### Source passage
....................

A labor breakout session from 9:45-1045 a.m. will address “Findings from the 2020 Colorado Agricultural Labor Survey,” with Extension Agent Adrian Card and Assistant Colorado State University Profession Alexandra Hill looking at preliminary findings from a statewide employer-based survey that seeks to characterize the Colorado agricultural workforce. “The presentation will highlight current wages and benefits employers offer to workers, perceived challenges Colorado ag workers are facing, current challenges faced by Colorado ag employers, use and need for solutions to domestic worker shortages, including migrant and H-2A workers and labor-reducing technology adoption,” the agenda said. That session will be followed by a live Q&A session.
Also from 9:45-10:45 is the breakout session on organiccontrols for cucurbit and solanaceous diseases led by Mike Bartolo, Vegetable Crops Specialist from Colorado State University. The session will look at the specific diseases that most often effect curcurbit and solanaceous crops in Colorado, examining how these diseases are transmitted and the management strategies for organic production.
Other breakout session from 9:45-10:45 will look at success with online sales; safe production and use of compost tea with Eduardo Gutierrez-Rodriguez, Assistant Professor in Fresh Produce Safety at CSU; and a general session with exhibitor pitch videos.

....................

### Exercise set
**A)** In the conference session text, replace "workforce" with "labor force" and give the part that opens with the words "A labor breakout" and closes with "live Q&A session.".
**B)** Answer these questions about the conference session text:
(i) Who leads the breakout session on disease controls for cucurbit and solanaceous crops?
(ii) What follows the labor breakout session?
(iii) Who is named in connection with the safe production and use of compost tea?
The material below was drawn from a different source.

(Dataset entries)
....................

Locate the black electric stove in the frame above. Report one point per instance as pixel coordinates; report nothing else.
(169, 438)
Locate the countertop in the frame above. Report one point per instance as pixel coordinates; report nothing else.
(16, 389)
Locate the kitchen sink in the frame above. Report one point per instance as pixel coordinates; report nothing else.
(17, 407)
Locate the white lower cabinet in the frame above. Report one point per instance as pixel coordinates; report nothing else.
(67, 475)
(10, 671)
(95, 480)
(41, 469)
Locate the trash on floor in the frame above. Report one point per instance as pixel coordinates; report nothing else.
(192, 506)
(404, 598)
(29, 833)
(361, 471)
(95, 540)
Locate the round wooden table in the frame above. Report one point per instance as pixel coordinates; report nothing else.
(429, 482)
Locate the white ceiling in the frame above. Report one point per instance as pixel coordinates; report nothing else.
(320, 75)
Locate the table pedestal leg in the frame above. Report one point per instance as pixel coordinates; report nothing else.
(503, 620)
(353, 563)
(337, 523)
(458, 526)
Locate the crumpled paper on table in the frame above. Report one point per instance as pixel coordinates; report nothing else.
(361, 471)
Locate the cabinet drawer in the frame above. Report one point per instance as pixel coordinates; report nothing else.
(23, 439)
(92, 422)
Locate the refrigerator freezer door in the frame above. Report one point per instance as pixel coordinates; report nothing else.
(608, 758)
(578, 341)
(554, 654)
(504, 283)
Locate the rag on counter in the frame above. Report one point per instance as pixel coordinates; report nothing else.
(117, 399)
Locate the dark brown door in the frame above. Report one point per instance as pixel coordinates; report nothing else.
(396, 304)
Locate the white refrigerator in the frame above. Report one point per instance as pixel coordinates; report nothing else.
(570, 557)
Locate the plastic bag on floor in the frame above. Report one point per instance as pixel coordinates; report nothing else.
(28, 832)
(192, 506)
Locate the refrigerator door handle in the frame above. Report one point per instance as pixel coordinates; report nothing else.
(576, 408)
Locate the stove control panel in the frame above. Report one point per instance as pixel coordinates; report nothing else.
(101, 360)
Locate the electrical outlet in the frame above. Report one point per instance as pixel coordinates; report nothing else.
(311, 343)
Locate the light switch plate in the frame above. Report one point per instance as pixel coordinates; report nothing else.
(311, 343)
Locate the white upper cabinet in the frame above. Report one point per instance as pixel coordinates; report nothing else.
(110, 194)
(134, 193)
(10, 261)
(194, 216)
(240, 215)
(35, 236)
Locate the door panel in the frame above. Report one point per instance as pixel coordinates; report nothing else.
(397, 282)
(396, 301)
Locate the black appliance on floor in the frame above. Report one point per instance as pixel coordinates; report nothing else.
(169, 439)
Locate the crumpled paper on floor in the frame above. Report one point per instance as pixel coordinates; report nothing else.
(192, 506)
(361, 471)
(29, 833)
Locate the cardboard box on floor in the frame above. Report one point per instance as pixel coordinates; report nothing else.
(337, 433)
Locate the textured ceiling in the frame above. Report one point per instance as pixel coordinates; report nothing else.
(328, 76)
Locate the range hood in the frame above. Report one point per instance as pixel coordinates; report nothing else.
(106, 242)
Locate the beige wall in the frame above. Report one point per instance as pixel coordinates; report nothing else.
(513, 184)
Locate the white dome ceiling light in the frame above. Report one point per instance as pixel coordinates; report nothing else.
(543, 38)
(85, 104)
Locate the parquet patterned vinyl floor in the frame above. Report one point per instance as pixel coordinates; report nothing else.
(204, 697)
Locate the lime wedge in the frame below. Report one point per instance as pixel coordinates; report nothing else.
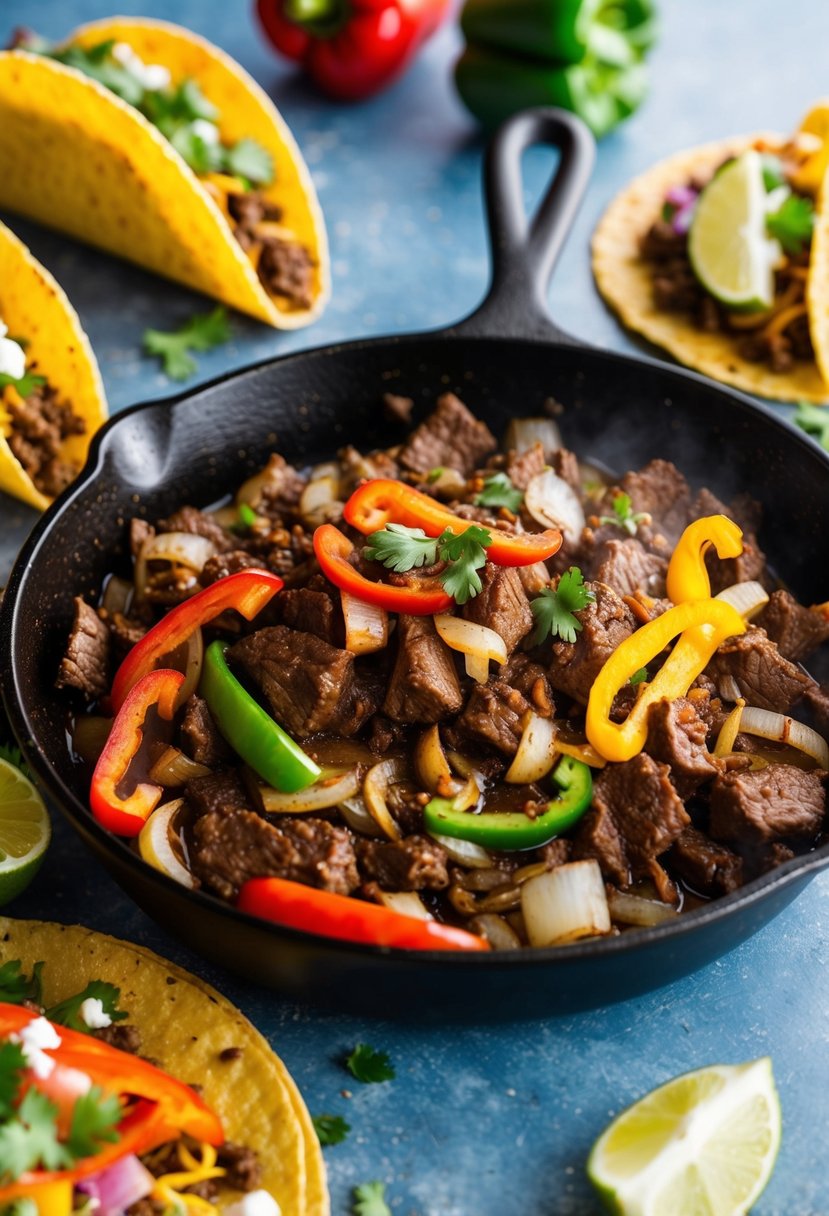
(703, 1144)
(24, 832)
(728, 247)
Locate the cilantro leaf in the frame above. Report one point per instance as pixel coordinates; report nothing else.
(815, 421)
(370, 1065)
(368, 1200)
(331, 1129)
(67, 1013)
(793, 224)
(553, 609)
(498, 491)
(201, 332)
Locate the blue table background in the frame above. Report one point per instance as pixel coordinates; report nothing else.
(491, 1121)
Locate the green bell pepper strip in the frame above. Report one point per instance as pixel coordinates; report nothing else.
(508, 829)
(253, 733)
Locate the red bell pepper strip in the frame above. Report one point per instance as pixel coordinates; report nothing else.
(247, 592)
(333, 550)
(348, 919)
(127, 815)
(351, 49)
(384, 501)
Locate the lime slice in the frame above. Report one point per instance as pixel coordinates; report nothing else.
(24, 832)
(704, 1144)
(728, 247)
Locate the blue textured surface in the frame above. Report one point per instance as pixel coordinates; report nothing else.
(495, 1121)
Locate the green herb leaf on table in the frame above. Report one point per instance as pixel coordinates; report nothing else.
(553, 608)
(331, 1129)
(201, 332)
(368, 1065)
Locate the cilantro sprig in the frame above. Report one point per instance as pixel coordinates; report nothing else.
(404, 549)
(201, 332)
(553, 608)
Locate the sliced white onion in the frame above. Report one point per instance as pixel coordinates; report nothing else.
(477, 642)
(554, 504)
(749, 598)
(327, 792)
(366, 625)
(782, 728)
(565, 904)
(636, 910)
(535, 754)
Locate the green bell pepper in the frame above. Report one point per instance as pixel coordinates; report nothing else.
(253, 733)
(508, 829)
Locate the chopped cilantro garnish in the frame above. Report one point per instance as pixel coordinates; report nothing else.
(368, 1200)
(331, 1129)
(199, 332)
(67, 1013)
(370, 1065)
(553, 609)
(793, 224)
(498, 491)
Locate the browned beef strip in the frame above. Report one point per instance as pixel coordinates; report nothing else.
(605, 623)
(201, 737)
(636, 815)
(501, 604)
(798, 630)
(229, 848)
(779, 801)
(308, 684)
(676, 736)
(762, 675)
(451, 437)
(413, 863)
(424, 685)
(708, 867)
(85, 664)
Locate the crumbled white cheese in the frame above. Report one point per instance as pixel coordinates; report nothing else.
(12, 356)
(91, 1012)
(255, 1203)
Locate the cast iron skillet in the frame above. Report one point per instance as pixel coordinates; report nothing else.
(507, 359)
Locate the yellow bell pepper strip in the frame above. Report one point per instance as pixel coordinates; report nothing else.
(687, 574)
(704, 625)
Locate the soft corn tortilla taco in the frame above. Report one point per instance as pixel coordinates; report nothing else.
(77, 157)
(626, 281)
(197, 1036)
(45, 431)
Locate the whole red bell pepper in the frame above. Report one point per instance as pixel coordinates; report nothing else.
(247, 591)
(339, 916)
(351, 49)
(127, 814)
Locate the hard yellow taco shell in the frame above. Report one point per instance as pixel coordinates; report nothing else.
(186, 1025)
(35, 308)
(625, 281)
(75, 157)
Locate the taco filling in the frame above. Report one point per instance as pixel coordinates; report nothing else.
(35, 420)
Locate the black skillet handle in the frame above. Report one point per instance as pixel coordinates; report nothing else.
(525, 249)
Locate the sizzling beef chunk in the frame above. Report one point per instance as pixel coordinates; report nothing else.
(676, 736)
(415, 863)
(423, 686)
(605, 624)
(708, 867)
(450, 437)
(636, 815)
(762, 675)
(306, 682)
(85, 664)
(796, 630)
(501, 604)
(767, 804)
(229, 848)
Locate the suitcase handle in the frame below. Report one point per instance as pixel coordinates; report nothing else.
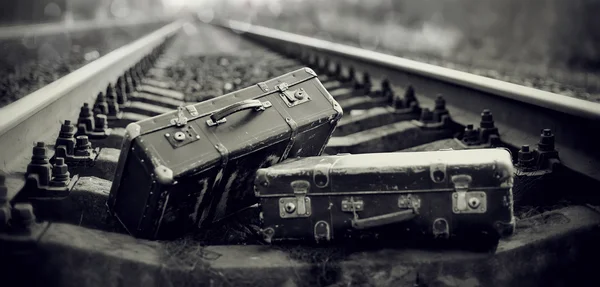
(218, 117)
(395, 217)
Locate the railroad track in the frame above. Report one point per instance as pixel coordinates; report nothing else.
(390, 105)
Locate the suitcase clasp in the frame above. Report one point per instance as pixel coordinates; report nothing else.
(180, 120)
(298, 206)
(292, 97)
(464, 201)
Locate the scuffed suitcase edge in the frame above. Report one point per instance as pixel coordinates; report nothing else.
(132, 131)
(503, 166)
(334, 103)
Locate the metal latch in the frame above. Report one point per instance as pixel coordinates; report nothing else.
(464, 201)
(180, 120)
(292, 97)
(298, 206)
(351, 205)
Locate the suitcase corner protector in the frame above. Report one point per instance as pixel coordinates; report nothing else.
(133, 130)
(164, 175)
(310, 71)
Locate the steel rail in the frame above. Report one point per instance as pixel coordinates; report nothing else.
(519, 112)
(36, 116)
(18, 31)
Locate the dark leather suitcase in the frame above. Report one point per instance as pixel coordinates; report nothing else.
(435, 194)
(194, 166)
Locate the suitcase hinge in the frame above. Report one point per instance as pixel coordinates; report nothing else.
(298, 206)
(464, 201)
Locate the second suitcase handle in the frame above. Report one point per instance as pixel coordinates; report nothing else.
(380, 220)
(218, 117)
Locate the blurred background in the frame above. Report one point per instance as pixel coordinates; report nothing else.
(533, 38)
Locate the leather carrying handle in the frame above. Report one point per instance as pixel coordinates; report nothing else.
(395, 217)
(219, 116)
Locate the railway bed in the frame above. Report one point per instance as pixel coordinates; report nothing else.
(387, 108)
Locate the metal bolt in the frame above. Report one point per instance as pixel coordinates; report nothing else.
(22, 214)
(426, 115)
(299, 94)
(5, 216)
(546, 142)
(487, 120)
(100, 122)
(60, 171)
(525, 156)
(290, 207)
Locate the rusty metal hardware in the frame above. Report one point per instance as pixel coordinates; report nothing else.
(94, 126)
(292, 97)
(441, 228)
(76, 151)
(43, 180)
(465, 201)
(218, 117)
(485, 136)
(351, 205)
(180, 120)
(298, 206)
(437, 172)
(263, 87)
(409, 201)
(395, 217)
(192, 110)
(322, 231)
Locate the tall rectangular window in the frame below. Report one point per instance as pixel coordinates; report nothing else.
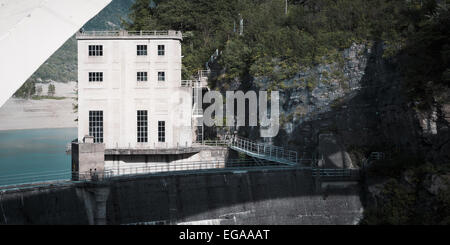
(161, 131)
(96, 125)
(95, 76)
(141, 50)
(95, 50)
(142, 76)
(142, 126)
(161, 50)
(161, 76)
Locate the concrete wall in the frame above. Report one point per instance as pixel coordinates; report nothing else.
(260, 197)
(120, 95)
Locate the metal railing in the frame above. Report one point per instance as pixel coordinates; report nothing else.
(45, 179)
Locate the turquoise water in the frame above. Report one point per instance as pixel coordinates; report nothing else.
(34, 155)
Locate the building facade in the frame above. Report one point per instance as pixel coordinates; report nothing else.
(130, 94)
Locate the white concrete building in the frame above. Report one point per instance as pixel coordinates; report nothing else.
(130, 94)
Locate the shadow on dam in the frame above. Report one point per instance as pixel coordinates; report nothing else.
(288, 196)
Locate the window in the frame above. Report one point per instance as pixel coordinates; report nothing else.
(161, 50)
(161, 76)
(141, 50)
(142, 126)
(96, 125)
(95, 76)
(95, 50)
(142, 76)
(161, 131)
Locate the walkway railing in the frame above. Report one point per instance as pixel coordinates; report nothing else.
(124, 33)
(264, 151)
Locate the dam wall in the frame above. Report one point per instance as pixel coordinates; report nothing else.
(284, 196)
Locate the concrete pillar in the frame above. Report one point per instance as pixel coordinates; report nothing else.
(88, 160)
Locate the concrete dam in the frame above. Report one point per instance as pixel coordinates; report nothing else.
(259, 196)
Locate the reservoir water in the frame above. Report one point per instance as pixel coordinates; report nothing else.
(34, 155)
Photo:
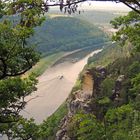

....................

### Answers to each task
**A)**
A labor breakout session from 9:45-1045 a.m. will address “Findings from the 2020 Colorado Agricultural Labor Survey,” with Extension Agent Adrian Card and Assistant Colorado State University Profession Alexandra Hill looking at preliminary findings from a statewide employer-based survey that seeks to characterize the Colorado agricultural labor force. “The presentation will highlight current wages and benefits employers offer to workers, perceived challenges Colorado ag workers are facing, current challenges faced by Colorado ag employers, use and need for solutions to domestic worker shortages, including migrant and H-2A workers and labor-reducing technology adoption,” the agenda said. That session will be followed by a live Q&A session.

**B)**
(i) Mike Bartolo, Vegetable Crops Specialist from Colorado State University.
(ii) A live Q&A session.
(iii) Eduardo Gutierrez-Rodriguez, Assistant Professor in Fresh Produce Safety at CSU.